(Photo-based referring expression data)
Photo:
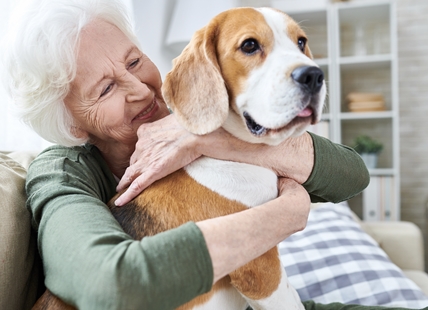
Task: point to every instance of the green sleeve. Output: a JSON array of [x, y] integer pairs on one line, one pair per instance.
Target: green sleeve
[[89, 261], [339, 173]]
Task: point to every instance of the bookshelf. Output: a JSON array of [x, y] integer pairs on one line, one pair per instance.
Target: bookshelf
[[355, 44]]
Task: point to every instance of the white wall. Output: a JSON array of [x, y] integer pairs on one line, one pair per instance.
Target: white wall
[[151, 25], [14, 135]]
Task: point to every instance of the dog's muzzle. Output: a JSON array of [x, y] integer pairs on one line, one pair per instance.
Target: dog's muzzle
[[309, 78]]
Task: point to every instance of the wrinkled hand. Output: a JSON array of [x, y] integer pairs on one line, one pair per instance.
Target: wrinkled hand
[[163, 147], [291, 191]]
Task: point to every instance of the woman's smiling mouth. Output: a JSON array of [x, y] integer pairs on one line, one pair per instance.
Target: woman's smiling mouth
[[148, 111]]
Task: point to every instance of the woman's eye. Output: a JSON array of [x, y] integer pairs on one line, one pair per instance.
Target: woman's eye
[[250, 46], [301, 44], [106, 90]]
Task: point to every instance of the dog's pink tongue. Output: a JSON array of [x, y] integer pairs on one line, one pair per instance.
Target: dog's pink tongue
[[306, 112]]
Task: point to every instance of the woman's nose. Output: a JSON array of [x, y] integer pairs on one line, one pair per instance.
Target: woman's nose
[[136, 90]]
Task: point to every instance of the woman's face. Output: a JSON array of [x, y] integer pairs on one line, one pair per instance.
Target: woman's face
[[116, 88]]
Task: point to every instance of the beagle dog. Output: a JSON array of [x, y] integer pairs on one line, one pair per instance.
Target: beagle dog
[[250, 71]]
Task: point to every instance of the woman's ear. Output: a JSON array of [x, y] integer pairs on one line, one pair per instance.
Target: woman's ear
[[79, 133], [194, 89]]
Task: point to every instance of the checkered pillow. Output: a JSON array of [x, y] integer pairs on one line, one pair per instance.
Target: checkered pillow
[[333, 260]]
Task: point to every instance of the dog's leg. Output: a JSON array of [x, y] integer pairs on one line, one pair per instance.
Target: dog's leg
[[264, 284]]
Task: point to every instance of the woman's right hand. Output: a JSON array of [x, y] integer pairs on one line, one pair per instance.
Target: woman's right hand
[[235, 239]]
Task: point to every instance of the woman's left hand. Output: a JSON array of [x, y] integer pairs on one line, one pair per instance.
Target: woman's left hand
[[163, 147]]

WHAT IS NEEDED:
What must be transcribed is the run of lines from the one containing "Target: dog's leg" to the last line of the data above, inclusive, and only that.

THE COMPLETED TASK:
Target: dog's leg
[[264, 284]]
Task: point to every instance of the woman's right hand. Output: a JSON array of [x, y] integer pairs on one line, one pair per instance.
Target: woman's right hand
[[235, 239]]
Task: point to every instance of the woman's left hand. Output: a JSON array of [x, y] integer pairs on one line, one pair per instance.
Target: woman's left hand
[[163, 147]]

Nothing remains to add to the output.